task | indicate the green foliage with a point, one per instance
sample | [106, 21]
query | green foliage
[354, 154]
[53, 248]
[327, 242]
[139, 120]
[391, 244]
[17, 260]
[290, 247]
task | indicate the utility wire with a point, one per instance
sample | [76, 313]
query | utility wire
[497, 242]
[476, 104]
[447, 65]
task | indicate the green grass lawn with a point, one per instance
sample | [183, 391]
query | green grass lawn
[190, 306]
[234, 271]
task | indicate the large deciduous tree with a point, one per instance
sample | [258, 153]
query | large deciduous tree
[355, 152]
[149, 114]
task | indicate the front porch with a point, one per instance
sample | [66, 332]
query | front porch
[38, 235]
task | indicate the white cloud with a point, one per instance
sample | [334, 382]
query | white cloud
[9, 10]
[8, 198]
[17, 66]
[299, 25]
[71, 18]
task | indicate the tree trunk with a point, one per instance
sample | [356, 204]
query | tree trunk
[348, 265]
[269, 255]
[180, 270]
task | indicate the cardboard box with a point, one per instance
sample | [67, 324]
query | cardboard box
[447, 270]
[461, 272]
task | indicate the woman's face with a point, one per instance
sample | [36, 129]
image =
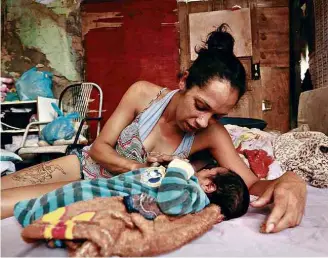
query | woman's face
[199, 106]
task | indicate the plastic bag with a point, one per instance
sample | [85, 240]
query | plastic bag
[60, 128]
[34, 83]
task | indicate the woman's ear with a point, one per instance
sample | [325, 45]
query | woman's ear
[182, 82]
[209, 187]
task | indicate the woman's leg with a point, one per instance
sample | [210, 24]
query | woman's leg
[10, 197]
[58, 170]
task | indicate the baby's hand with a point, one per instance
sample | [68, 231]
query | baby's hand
[156, 158]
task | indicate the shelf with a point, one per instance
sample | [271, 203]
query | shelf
[19, 131]
[18, 102]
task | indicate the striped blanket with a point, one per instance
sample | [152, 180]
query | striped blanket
[175, 189]
[103, 227]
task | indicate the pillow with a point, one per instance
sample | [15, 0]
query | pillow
[9, 156]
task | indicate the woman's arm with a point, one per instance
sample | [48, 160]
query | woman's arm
[134, 101]
[288, 193]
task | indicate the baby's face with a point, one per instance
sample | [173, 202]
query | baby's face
[205, 178]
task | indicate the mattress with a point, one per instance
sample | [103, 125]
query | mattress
[237, 237]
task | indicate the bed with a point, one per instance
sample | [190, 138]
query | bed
[237, 237]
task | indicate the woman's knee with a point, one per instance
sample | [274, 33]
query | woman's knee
[63, 169]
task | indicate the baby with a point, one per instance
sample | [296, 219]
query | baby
[176, 190]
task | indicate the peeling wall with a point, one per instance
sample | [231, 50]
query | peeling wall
[43, 33]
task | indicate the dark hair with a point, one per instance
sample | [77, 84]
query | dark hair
[231, 195]
[217, 60]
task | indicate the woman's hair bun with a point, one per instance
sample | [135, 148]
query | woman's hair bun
[221, 40]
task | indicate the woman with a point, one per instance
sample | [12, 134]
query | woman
[177, 123]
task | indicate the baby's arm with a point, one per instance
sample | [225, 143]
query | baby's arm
[180, 192]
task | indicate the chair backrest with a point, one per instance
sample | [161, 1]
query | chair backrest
[77, 98]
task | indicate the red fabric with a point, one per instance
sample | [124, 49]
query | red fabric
[259, 161]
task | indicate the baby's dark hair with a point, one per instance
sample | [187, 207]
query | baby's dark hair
[231, 195]
[217, 60]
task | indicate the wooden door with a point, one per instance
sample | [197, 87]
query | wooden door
[270, 48]
[127, 41]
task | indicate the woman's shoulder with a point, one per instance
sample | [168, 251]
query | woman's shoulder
[145, 88]
[144, 92]
[204, 139]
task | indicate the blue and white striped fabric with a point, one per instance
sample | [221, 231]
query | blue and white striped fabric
[176, 192]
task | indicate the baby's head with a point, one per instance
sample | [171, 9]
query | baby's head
[226, 189]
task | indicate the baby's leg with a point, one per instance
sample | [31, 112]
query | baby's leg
[59, 170]
[10, 197]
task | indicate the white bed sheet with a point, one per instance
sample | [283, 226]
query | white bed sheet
[238, 237]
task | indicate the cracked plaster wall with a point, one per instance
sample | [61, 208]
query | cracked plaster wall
[42, 33]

● **Written exercise**: Return exactly, and only, the line containing "task | indicate the peeling" and every line after it through the end of the material.

● **Worked answer**:
task | indicate the peeling wall with a point, one per instance
sample | [231, 50]
query | peeling wall
[43, 33]
task | indicate the dark hair with a point, one per instance
sample | [77, 84]
query | dark hair
[231, 195]
[217, 60]
task | indicate the woman's hair bun with a point, one per instance
sample | [135, 148]
query | woman's hair bun
[221, 40]
task | indicate the woman with a point, one per instance
sample | [12, 134]
query | woman
[177, 123]
task | indicate the baby's arm with a point, one per instance
sample | [225, 143]
query | baby's arm
[180, 192]
task | indicate the chair backrest with a point, one per instance
sample | [161, 1]
query | chair backrest
[77, 98]
task | indicate the red fabric with a point, one per instance
sample | [124, 49]
query | red fabric
[259, 161]
task | indicate the baby's dark hair with a point, one per instance
sample | [187, 207]
query | baby's dark hair
[231, 195]
[217, 60]
task | indicate the wooden door with a point, one per instance
sample | [197, 87]
query | wooden door
[270, 48]
[127, 41]
task | indicate the woman's shoulder with a point, one per instance
sample | [168, 251]
query | woman's shoulder
[145, 88]
[144, 92]
[204, 139]
task | indicate the blue and white striped fabric with a point, one per instance
sample | [221, 231]
query | blue and white striped fabric
[176, 192]
task | indicate the baby's head with a point, one per instance
sample | [171, 9]
query | baby's head
[226, 189]
task | indicate the baby's leg with a point, one per instance
sample | [31, 112]
query | baby's leg
[59, 170]
[10, 197]
task | indicate the white bed sheet with a point, one per instance
sample | [283, 226]
query | white bed sheet
[238, 237]
task | indicate the cracked plaster wall with a point, one per instance
sample | [61, 208]
query | cracked plaster wall
[42, 33]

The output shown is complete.